• Aim:
Print every record below exactly as written.
START Recorded information
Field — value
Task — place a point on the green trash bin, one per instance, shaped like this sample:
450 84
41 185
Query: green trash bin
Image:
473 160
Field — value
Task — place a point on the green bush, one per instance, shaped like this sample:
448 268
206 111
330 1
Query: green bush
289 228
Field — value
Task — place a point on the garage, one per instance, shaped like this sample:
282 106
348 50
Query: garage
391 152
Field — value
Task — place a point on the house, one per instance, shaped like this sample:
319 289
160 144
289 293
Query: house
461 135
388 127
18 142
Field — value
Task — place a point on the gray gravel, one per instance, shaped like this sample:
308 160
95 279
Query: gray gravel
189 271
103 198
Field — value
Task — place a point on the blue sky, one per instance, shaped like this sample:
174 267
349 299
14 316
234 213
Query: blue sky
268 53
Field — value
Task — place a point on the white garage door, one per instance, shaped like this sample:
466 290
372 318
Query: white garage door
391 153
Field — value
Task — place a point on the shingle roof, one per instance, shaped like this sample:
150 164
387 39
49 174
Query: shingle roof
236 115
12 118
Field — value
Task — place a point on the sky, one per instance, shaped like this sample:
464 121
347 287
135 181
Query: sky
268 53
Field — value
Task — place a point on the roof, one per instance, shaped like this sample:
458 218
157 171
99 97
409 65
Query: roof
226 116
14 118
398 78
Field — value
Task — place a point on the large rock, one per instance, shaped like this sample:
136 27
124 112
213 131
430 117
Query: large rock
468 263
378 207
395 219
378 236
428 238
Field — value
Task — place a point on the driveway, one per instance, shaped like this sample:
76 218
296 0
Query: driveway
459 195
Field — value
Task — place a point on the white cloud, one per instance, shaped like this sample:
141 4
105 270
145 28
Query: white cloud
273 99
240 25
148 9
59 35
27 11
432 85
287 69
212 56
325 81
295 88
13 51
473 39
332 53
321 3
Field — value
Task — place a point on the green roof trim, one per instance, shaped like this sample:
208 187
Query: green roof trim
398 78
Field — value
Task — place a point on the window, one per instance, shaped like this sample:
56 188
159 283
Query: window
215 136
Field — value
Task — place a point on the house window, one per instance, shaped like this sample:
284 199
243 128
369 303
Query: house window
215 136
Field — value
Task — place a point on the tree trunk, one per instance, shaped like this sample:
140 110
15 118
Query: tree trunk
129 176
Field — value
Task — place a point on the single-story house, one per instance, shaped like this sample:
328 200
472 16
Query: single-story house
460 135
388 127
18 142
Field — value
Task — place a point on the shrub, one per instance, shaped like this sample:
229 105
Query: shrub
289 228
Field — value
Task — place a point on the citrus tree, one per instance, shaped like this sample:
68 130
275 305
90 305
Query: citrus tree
END Recorded information
• Expected answer:
Field — value
Task — place a point on the green trash bin, one per instance, shaped like this sample:
450 84
41 185
Query: green trash bin
Image:
473 160
Field — value
Task — place a point on the green bush, one per instance, shaped like this sample:
448 268
206 111
330 1
Query: green bush
289 228
Field — value
Task — place a point on the garage, one per instance, shaped like this sample:
282 106
348 50
Query: garage
391 152
Field — value
Task — place a point on the house, one per instance, shaped like this sample:
319 289
160 144
289 293
Query: house
461 135
388 127
18 142
Field — value
Task — place a point on the gray gravel, one per instance, shaped like this sample:
308 160
95 279
Query: gray gravel
189 271
103 198
Field — value
Task — place a point on the blue sky, one per instance, shaped like this sample:
174 267
349 299
14 316
234 213
Query: blue sky
268 53
Field — value
Task — place a point on the white garage door, one per instance, shaped like this sample:
466 290
372 318
Query: white garage door
391 153
Field — value
Task — place a point on the shingle roof, one per instance, shaped like this sample:
150 164
387 39
49 174
Query: shingle roof
236 115
12 118
Field — value
Task — place a point on the sky, one per instance, shaped like this sample:
464 121
347 287
135 181
Query: sky
268 53
Field — value
Task — place a point on the roof, one per instance, shaped like this sample:
458 218
157 171
99 97
409 65
Query: roof
226 116
14 118
398 78
Field — value
Task — place a point on the large rock, one per instance, shaped like this sample:
136 27
124 112
213 131
430 117
Query: large rock
468 263
378 207
395 219
378 236
428 238
Field — value
Task — place a point on the driveway, one per instance, shaped like this sample:
76 218
296 0
Query: driveway
459 195
Field — value
Task — place a point on the white cloud, one per instance, shaped like this sample:
141 4
105 270
145 28
Query: white cloud
273 99
240 25
148 9
59 35
27 11
432 85
287 69
212 56
325 81
295 88
13 51
473 39
332 53
321 3
Field — value
Task — place a point on the green roof trim, one per instance, shaped like this sample:
208 187
Query: green roof trim
398 78
Field — value
Task — place a point on the window, one per instance, shaped like this sample:
56 188
159 283
Query: window
215 136
Field — value
Task — place a point on the house window, one per instance, shaped like this sample:
284 199
243 128
369 303
Query: house window
215 136
Field — value
Task — place a point on the tree trunk, one per instance, shaped like this sample:
140 110
15 118
Query: tree trunk
129 176
Field — value
Task — place a point on the single-story house, one per instance, shaped like this sample:
328 200
472 16
Query: single-story house
460 135
388 127
18 142
Field — value
Task — place a point on the shrub, one per instance, shaped like this sample:
229 105
Query: shrub
289 228
Field — value
Task — place a point on the citrus tree, one per instance, shaped like this sample:
68 130
275 305
90 305
Query: citrus tree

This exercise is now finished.